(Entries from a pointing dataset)
— Begin —

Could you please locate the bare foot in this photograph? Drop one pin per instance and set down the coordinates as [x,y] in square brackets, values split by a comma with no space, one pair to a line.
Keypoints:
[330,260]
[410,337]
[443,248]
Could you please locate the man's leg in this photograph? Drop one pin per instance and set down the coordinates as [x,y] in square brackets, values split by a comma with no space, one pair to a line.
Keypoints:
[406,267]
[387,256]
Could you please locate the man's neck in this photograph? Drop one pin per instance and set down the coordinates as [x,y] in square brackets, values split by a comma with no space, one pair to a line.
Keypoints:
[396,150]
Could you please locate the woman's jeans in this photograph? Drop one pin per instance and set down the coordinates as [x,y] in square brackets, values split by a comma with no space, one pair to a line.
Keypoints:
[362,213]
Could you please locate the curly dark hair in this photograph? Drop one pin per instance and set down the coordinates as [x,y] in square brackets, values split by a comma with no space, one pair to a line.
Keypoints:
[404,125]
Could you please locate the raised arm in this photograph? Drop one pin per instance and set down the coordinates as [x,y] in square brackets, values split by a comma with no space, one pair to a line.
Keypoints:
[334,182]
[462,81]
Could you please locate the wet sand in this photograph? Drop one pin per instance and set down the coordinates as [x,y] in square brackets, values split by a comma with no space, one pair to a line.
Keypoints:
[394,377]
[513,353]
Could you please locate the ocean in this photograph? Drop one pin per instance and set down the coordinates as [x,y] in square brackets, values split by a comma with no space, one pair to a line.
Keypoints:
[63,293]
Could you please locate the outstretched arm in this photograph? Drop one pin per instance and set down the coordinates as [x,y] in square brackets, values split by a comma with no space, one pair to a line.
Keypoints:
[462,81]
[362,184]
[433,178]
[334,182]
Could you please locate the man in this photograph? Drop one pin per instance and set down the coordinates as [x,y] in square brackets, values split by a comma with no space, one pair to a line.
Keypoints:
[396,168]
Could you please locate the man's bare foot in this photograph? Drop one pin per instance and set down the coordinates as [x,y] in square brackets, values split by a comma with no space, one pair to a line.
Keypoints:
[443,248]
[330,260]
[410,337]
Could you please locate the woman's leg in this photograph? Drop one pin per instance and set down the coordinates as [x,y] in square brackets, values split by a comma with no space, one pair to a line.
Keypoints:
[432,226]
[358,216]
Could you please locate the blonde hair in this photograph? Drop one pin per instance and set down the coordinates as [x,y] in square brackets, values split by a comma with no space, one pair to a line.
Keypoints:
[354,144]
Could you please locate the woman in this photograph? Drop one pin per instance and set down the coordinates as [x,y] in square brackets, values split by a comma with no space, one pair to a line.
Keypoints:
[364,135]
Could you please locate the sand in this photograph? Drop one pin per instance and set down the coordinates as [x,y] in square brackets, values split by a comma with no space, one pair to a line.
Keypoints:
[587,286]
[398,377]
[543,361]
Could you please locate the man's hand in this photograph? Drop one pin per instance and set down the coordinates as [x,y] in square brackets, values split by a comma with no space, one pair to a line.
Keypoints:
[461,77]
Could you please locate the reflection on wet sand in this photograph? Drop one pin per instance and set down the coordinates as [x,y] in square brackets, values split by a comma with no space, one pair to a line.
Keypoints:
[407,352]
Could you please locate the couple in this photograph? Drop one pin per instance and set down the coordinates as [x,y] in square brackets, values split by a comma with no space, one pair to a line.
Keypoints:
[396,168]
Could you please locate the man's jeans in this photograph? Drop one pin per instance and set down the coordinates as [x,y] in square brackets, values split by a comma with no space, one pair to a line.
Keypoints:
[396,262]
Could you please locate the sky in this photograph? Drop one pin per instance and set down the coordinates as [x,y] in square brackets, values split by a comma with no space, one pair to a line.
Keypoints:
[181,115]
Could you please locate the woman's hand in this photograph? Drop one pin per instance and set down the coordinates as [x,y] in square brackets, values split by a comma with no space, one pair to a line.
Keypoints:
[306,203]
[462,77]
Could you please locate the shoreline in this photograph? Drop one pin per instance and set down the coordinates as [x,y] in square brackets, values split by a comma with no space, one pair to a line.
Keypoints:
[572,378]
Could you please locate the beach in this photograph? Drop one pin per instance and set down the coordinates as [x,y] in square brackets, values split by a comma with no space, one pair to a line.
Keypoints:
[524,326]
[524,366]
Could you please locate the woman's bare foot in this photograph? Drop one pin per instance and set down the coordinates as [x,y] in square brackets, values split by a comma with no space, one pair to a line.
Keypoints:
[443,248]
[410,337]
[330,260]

— End —

From the first line to the last, please quote the material above exactly.

Could you please locate the bare foot in this photograph? Drop one pin per instance and set down the coordinates as [x,y] in square brackets, values split by a comma with no space, one pair to a line.
Keypoints:
[330,260]
[410,337]
[443,248]
Could you please locate the man's leg in this photograph? Drop one pin per instance and set down the coordinates as [x,y] in square brackets, values split by a comma with no space, one pair to a line.
Keypoints:
[406,267]
[387,256]
Could you please locate the man's neck in this photograph? Drop one pin per instance and set down the coordinates as [x,y] in square brackets, values split by a comma with no space, one pair to a line.
Keypoints:
[396,150]
Could you please locate the woman's jeans in this photograph? Drop one pin per instance and set down the coordinates as [x,y] in square brackets, values split by a comma with no space, one pair to a line.
Keypoints:
[362,213]
Could you please locate the curly dark hair in this photograph? Drop one pin per instance and set down the coordinates as [x,y] in square brackets, values split by a comma with no space, one pair to a line.
Keypoints:
[404,125]
Could you please locate the raised arm in this photograph? Drop one pin per instance and set down the coordinates as [x,y] in square brackets, values split by a comma with no space, one pair to a line.
Keypoints:
[334,182]
[462,81]
Could you please locate the wet sand in this photograph? Drop one pin per instance and set down the coordinates as [x,y] in square brackets, values split by a comma with no space, one pair to a line.
Keypoints:
[394,377]
[513,353]
Could you please locate the ocean in this photograph? Drop one pin per instance and set down the coordinates as [x,y] in square brackets, values split by a comma with no space, one pair to a line.
Keypoints:
[63,293]
Could you please locate the outstretched arm in this photograph? Drop one pin per instance and set down the coordinates as [x,y] in square brackets, values split by a comma with no space, one pair to a line.
Keypoints:
[462,81]
[362,184]
[433,178]
[334,182]
Could you please locate the man in this photograph? Drop one pin per instance and set down the coordinates as [x,y] in square brackets, values split by a comma with no space, one pair to a line.
Keypoints:
[396,168]
Could you please locate the man's bare foot in this photograph? Drop one pin per instance and set down the coordinates as [x,y] in square brackets, values split by a comma with no space, one pair to a line.
Keypoints:
[443,248]
[330,260]
[410,337]
Could you please locate the woman's leg in this photograph? Drop one pin per instance and set down the coordinates as [x,y] in square brackets, values split by a comma with no space, one pair to a line.
Keypoints:
[432,226]
[358,216]
Could you please locate the blonde hair in this photograph? Drop one pin per instance and set down the coordinates as [x,y] in square brackets, values split by a comma with no space, one pair to a line.
Keypoints:
[354,144]
Could you please locate the woman in this photograph? Drop one pin per instance and set down the coordinates as [x,y] in square brackets, values split by a comma with no space, one pair to a line.
Keypoints:
[364,135]
Could you please locate the sand in this photograph? Drop one pin per instance and set down the coordinates as [x,y] in square brackets, values split by a comma with no space, one pair to a line.
Keypoints:
[587,286]
[398,377]
[543,361]
Could you please locate the man's hand in this photograph? Drop one pin per instance and set down the coordinates as [x,y] in square brackets, values split by a comma with no space, one pair to a line.
Keypoints:
[461,77]
Could you please locate the reflection on wet sand in this photograph? Drop one pin per instance and set down the coordinates as [x,y] in square brackets, values split by a comma with no space, one pair to a line.
Keypoints:
[407,352]
Could you please locate the couple in this photograph? Drop one pin per instance and set down the coordinates as [x,y] in square brackets, values split by a comma with no space, one pair to a line.
Keypoints:
[396,168]
Could you please locate the man's jeans in this photograph? Drop one pin per instance and set down the coordinates as [x,y] in square brackets, values split by a comma with no space, one pair to a line.
Keypoints:
[396,262]
Could you please locate the sky in this photograph? Drop one pin per instance and set down the coordinates as [x,y] in square brackets, values split by a comma with no space, one pair to a line.
Keypoints:
[181,115]
Could you please locate the woman's hand in this photograph? Drop one pin per instance and set down the coordinates as [x,y] in square brackets, values split by a comma with no space, one pair to a line.
Keypoints:
[306,203]
[462,77]
Could you please locate the shoreline in this photograph? Drop one pin per instance and set down the coordinates as [x,y] in square brackets, values split by a comma with no space, one pair to a line.
Keypoints:
[572,378]
Could you please locate the beach in this photograph? Drop one pin per instance and set down the coordinates as [x,y] in square brackets, values split by a comma with no space, one pair to a line.
Keypoints:
[524,326]
[524,366]
Could you please locate the woman's bare foot in this photograph? Drop one pin per instance and set down the coordinates as [x,y] in square brackets, values split by a comma with no space, one pair to a line.
Keypoints:
[443,248]
[410,337]
[330,260]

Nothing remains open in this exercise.